--- start ---

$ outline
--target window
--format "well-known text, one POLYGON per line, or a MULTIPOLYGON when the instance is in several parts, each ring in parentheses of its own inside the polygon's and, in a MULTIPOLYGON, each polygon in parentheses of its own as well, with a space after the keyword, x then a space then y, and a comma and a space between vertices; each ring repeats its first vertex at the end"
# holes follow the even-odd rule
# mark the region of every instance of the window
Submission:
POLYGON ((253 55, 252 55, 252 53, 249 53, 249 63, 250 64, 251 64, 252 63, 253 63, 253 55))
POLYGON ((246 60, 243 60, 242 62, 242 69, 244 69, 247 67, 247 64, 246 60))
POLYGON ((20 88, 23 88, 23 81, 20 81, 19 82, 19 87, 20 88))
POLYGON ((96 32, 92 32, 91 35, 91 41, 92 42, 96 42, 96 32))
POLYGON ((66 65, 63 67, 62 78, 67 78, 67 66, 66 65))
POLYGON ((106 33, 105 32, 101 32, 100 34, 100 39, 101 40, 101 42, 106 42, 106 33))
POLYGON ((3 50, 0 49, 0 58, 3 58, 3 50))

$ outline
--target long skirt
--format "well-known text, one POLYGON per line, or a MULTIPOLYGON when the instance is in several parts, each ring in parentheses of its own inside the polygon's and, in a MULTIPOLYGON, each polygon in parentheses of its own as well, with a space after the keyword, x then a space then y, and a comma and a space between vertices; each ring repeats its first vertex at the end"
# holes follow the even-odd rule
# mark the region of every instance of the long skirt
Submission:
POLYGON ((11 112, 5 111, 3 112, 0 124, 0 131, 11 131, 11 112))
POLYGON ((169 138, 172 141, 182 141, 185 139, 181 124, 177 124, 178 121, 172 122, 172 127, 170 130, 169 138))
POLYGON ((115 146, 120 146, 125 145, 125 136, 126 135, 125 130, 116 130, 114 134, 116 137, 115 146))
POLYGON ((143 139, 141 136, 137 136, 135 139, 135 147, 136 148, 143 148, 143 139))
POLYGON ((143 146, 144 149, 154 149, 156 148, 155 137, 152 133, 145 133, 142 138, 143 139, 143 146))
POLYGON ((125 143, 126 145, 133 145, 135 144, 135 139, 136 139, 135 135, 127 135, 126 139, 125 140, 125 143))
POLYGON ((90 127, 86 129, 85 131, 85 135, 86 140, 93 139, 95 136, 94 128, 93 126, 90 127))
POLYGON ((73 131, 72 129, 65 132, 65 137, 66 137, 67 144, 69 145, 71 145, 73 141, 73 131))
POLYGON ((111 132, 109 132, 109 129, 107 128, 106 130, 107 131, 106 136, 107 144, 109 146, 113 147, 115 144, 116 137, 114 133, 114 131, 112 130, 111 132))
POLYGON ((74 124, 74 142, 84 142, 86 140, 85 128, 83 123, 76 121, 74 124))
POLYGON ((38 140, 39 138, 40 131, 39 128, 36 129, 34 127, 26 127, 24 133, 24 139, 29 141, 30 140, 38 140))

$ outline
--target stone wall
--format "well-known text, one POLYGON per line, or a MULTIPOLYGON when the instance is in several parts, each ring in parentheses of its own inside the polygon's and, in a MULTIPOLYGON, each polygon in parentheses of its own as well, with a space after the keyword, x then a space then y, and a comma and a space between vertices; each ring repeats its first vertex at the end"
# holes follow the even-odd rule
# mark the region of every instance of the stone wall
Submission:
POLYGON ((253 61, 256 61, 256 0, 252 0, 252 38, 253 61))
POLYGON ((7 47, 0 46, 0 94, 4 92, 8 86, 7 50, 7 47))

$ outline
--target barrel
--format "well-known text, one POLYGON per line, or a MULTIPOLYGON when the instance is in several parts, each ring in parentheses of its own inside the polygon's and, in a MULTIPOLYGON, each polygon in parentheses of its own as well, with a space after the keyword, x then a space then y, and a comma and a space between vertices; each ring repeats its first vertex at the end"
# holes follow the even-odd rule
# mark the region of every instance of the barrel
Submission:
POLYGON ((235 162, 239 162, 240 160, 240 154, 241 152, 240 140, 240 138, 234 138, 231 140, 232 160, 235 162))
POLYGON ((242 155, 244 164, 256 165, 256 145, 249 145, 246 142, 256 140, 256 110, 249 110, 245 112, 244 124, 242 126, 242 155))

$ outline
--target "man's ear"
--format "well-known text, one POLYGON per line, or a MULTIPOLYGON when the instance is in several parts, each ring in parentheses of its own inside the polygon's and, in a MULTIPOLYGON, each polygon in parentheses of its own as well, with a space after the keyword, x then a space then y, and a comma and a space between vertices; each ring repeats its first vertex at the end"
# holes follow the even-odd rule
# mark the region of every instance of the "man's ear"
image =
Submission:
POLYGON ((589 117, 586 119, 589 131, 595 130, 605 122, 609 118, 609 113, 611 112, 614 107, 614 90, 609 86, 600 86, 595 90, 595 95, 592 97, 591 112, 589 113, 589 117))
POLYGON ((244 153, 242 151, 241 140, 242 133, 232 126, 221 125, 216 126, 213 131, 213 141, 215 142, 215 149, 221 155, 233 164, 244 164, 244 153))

--- end ---

Your objective:
Restate each entry exactly, skipping none.

Exercise result:
$ outline
--target window
--format "well-known text, one POLYGON per line, or a MULTIPOLYGON when the instance is in several parts, each ring in parentheses of its own inside the polygon's and, in a MULTIPOLYGON, each polygon in parentheses of its own as well, with a space after the keyword, x then a space then y, and a comma and a space between vertices; each ring repeats its first vertex at the end"
# holes follow the even-odd rule
# mark the region of every instance of the window
Submission:
POLYGON ((253 55, 252 55, 252 53, 249 53, 249 63, 250 64, 251 64, 252 63, 253 63, 253 55))
POLYGON ((246 60, 243 60, 242 62, 242 69, 244 69, 247 67, 247 64, 246 60))
POLYGON ((20 88, 23 88, 23 81, 20 81, 19 82, 19 87, 20 88))
POLYGON ((96 32, 92 32, 91 35, 91 41, 92 42, 96 42, 96 32))
POLYGON ((66 65, 63 67, 62 78, 67 78, 67 66, 66 65))
POLYGON ((106 33, 105 32, 101 32, 100 34, 100 39, 101 40, 101 42, 106 42, 106 33))
POLYGON ((3 50, 0 49, 0 58, 3 58, 3 50))

$ outline
--target long skirt
--format "well-known text, one POLYGON per line, or a MULTIPOLYGON when the instance is in several parts, each ring in parentheses of its own inside the polygon's and, in a MULTIPOLYGON, each polygon in parentheses of its own as well, with a space after the keyword, x then a space then y, and a comma and a space between vertices; each ring repeats its first vertex at the end"
# holes follow the even-odd rule
# mark the region of every instance of the long skirt
Submission:
POLYGON ((11 112, 5 111, 3 112, 0 124, 0 131, 11 131, 11 112))
POLYGON ((169 138, 172 141, 182 141, 185 139, 181 124, 177 124, 178 121, 172 122, 172 127, 170 130, 169 138))
POLYGON ((115 146, 120 146, 125 145, 125 136, 126 135, 125 130, 116 130, 114 134, 116 137, 115 146))
POLYGON ((143 139, 141 136, 137 136, 135 139, 135 147, 136 148, 143 148, 143 139))
POLYGON ((143 146, 144 149, 154 149, 156 148, 155 137, 152 133, 145 133, 142 138, 143 139, 143 146))
POLYGON ((125 143, 126 145, 133 145, 135 144, 135 139, 136 139, 135 135, 127 135, 126 139, 125 140, 125 143))
POLYGON ((90 127, 86 129, 85 131, 85 135, 86 140, 93 139, 95 136, 94 128, 93 126, 90 127))
POLYGON ((73 131, 72 129, 65 132, 65 137, 66 137, 67 144, 69 145, 71 145, 73 141, 73 131))
POLYGON ((111 132, 109 132, 109 129, 107 128, 106 130, 107 131, 106 136, 107 144, 109 146, 113 147, 115 144, 116 137, 114 133, 114 131, 112 130, 111 132))
POLYGON ((74 124, 74 142, 84 142, 86 140, 85 128, 83 123, 76 121, 74 124))
POLYGON ((38 140, 39 138, 40 131, 39 128, 36 129, 34 127, 26 127, 24 133, 24 139, 29 141, 30 140, 38 140))

$ outline
--target stone wall
--format "well-known text, one POLYGON per line, or a MULTIPOLYGON when the instance is in several parts, each ring in parentheses of its own inside the polygon's and, in a MULTIPOLYGON, each polygon in parentheses of its own as well, with a space after the keyword, x then a space then y, and a comma and a space between vertices; each ring repeats its first vertex at the end"
# holes follow the even-odd rule
# mark the region of every instance of the stone wall
Submission:
POLYGON ((253 61, 256 61, 256 0, 252 0, 252 38, 253 61))
POLYGON ((7 47, 0 46, 0 94, 4 92, 8 86, 7 50, 7 47))

$ outline
--target barrel
--format "well-known text, one POLYGON per line, or a MULTIPOLYGON when the instance is in several parts, each ring in parentheses of its own inside the polygon's and, in a MULTIPOLYGON, each polygon in parentheses of its own as well, with a space after the keyword, x then a space then y, and a comma and a space between vertices; each ring repeats its first vertex at the end"
# holes follow the even-odd rule
# mark the region of every instance of the barrel
Submission:
POLYGON ((235 162, 239 162, 240 160, 240 154, 241 152, 240 140, 240 138, 234 138, 231 140, 232 160, 235 162))
POLYGON ((242 155, 244 164, 256 165, 256 145, 249 145, 246 142, 256 140, 256 110, 249 110, 245 112, 244 124, 242 126, 242 155))

$ outline
--target "man's ear"
--format "well-known text, one POLYGON per line, or a MULTIPOLYGON when the instance is in several parts, each ring in parentheses of its own inside the polygon's and, in a MULTIPOLYGON, each polygon in parentheses of its own as well, with a space after the keyword, x then a space then y, and a comma and a space between vertices; each ring repeats its first vertex at the end"
# holes follow the even-odd rule
# mark the region of every instance of the "man's ear"
image =
Submission:
POLYGON ((589 117, 586 119, 589 131, 595 130, 605 122, 609 118, 609 113, 611 112, 614 107, 614 90, 609 86, 600 86, 595 90, 595 95, 592 97, 591 112, 589 113, 589 117))
POLYGON ((244 153, 242 151, 241 140, 242 133, 232 126, 221 125, 216 126, 213 131, 213 141, 215 142, 215 149, 221 155, 233 164, 244 164, 244 153))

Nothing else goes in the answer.